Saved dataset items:

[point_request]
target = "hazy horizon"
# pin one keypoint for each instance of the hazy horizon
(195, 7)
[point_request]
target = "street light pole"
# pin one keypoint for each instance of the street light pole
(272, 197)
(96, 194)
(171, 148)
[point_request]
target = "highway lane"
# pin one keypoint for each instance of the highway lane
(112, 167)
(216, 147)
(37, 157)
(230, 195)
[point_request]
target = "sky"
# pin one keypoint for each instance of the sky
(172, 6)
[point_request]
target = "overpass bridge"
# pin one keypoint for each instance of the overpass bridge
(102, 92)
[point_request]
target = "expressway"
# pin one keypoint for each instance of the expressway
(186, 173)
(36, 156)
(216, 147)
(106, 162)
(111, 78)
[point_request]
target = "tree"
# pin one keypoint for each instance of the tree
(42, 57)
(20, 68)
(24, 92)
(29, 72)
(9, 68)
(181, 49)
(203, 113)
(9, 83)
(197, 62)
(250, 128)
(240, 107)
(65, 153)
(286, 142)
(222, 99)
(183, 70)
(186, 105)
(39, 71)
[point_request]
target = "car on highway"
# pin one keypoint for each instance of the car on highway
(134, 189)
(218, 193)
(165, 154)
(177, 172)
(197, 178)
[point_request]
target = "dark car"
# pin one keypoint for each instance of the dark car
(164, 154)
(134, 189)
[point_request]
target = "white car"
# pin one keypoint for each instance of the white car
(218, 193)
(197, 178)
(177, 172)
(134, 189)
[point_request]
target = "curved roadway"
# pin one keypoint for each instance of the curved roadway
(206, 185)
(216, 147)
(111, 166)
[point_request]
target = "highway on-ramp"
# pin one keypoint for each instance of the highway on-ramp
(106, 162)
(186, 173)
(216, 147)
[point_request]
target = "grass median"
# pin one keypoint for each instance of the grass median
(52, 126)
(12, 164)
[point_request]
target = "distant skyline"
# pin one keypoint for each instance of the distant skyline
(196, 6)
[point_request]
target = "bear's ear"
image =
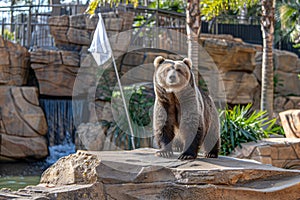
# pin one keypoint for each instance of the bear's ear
(158, 60)
(188, 62)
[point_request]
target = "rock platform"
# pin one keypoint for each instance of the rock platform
(139, 174)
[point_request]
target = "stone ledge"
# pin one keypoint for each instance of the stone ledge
(141, 175)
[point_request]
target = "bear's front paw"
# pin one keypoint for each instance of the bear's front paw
(211, 155)
(164, 153)
(187, 156)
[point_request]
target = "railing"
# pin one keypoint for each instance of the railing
(28, 25)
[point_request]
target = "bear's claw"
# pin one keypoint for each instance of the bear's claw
(211, 155)
(164, 153)
(186, 156)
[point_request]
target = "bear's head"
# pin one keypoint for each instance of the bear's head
(172, 75)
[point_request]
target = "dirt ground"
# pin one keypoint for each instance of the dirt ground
(21, 168)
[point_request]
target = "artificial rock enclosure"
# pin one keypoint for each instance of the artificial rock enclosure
(52, 73)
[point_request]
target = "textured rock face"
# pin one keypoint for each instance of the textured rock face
(290, 120)
(14, 63)
(91, 136)
(141, 175)
(22, 124)
(279, 152)
(236, 63)
(72, 32)
(286, 81)
(55, 70)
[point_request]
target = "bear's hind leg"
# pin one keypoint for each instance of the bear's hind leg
(164, 140)
(214, 152)
(191, 149)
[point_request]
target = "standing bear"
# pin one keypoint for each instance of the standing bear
(182, 112)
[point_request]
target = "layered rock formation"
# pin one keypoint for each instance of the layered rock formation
(22, 124)
(141, 175)
(55, 70)
(290, 120)
(279, 152)
(14, 63)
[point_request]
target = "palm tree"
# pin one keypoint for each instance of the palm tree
(193, 28)
(289, 16)
(267, 27)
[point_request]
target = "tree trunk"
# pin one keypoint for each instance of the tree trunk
(267, 27)
(55, 9)
(193, 28)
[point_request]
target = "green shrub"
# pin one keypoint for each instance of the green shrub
(241, 124)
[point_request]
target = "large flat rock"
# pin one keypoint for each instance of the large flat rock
(139, 174)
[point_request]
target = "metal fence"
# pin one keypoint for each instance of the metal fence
(28, 25)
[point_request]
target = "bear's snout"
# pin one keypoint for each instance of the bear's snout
(172, 77)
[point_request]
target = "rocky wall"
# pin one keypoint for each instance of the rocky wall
(279, 152)
(23, 126)
(139, 175)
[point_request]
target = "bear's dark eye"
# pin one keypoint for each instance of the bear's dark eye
(179, 70)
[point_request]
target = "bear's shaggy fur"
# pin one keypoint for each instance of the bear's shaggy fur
(182, 112)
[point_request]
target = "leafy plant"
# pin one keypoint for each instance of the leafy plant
(241, 124)
(8, 35)
(176, 5)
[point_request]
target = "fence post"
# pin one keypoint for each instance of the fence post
(29, 28)
(3, 26)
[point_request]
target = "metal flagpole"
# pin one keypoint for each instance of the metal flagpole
(101, 45)
(124, 103)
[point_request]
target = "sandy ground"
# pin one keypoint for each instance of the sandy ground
(21, 168)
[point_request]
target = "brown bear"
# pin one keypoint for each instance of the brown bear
(183, 112)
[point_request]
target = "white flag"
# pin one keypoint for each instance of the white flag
(100, 47)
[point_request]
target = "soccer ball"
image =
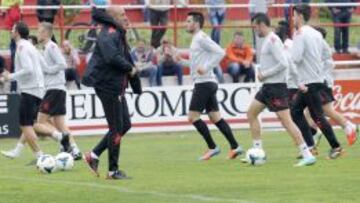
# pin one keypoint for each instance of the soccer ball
(255, 156)
(64, 161)
(46, 164)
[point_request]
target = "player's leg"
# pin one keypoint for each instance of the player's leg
(224, 128)
(348, 126)
(295, 133)
(198, 102)
(297, 114)
(212, 108)
(313, 101)
(16, 151)
(256, 107)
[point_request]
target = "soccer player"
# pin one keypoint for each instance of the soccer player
(30, 78)
(327, 96)
(274, 94)
(53, 105)
(108, 72)
(204, 55)
(307, 55)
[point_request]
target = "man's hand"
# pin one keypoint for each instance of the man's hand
(247, 64)
(260, 77)
(201, 70)
(303, 88)
(133, 72)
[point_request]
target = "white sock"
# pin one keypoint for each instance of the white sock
(57, 135)
(349, 127)
(18, 148)
(94, 156)
(257, 144)
(305, 151)
(39, 154)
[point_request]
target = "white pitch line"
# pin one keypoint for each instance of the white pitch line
(125, 190)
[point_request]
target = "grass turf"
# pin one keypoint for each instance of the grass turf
(164, 168)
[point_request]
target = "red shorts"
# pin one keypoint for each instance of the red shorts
(13, 15)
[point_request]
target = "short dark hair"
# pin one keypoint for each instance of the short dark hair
(322, 31)
(22, 29)
(261, 18)
(238, 33)
(33, 38)
(304, 10)
(197, 17)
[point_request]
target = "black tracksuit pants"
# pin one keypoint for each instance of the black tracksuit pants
(312, 100)
(118, 119)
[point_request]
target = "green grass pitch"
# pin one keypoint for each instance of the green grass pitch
(164, 168)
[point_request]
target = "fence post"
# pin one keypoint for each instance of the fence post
(175, 24)
(61, 23)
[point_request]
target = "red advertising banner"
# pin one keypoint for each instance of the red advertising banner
(347, 96)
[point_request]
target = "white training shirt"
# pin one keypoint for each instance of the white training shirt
(307, 55)
(204, 52)
(54, 70)
(28, 71)
(273, 62)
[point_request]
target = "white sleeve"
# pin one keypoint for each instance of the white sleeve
(60, 62)
(216, 53)
(24, 61)
(297, 51)
(278, 53)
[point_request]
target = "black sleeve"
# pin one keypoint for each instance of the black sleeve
(109, 45)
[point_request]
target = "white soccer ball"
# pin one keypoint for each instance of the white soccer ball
(46, 164)
(64, 161)
(256, 156)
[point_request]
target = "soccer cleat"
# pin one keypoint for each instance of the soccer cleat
(117, 175)
(210, 153)
(11, 154)
(352, 137)
(234, 153)
(317, 139)
(306, 162)
(92, 163)
(336, 153)
(78, 156)
(65, 143)
(313, 151)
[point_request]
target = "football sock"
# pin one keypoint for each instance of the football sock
(225, 129)
(202, 128)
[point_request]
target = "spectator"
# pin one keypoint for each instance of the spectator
(168, 63)
(217, 18)
(142, 56)
(240, 57)
(160, 17)
(341, 15)
(258, 6)
(47, 15)
(72, 61)
(287, 9)
(12, 16)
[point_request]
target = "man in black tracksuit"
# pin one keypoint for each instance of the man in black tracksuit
(109, 72)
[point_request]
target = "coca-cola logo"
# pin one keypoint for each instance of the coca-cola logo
(347, 102)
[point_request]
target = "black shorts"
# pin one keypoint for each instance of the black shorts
(29, 106)
(326, 95)
(292, 93)
(274, 96)
(54, 103)
(204, 97)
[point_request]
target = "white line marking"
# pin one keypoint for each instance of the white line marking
(125, 190)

## Set problem
Gather every line of the data above that contains the string "logo", and list those lines in the order they appear.

## Correct response
target = "coca-cola logo"
# pin one keypoint for each instance of the coca-cola logo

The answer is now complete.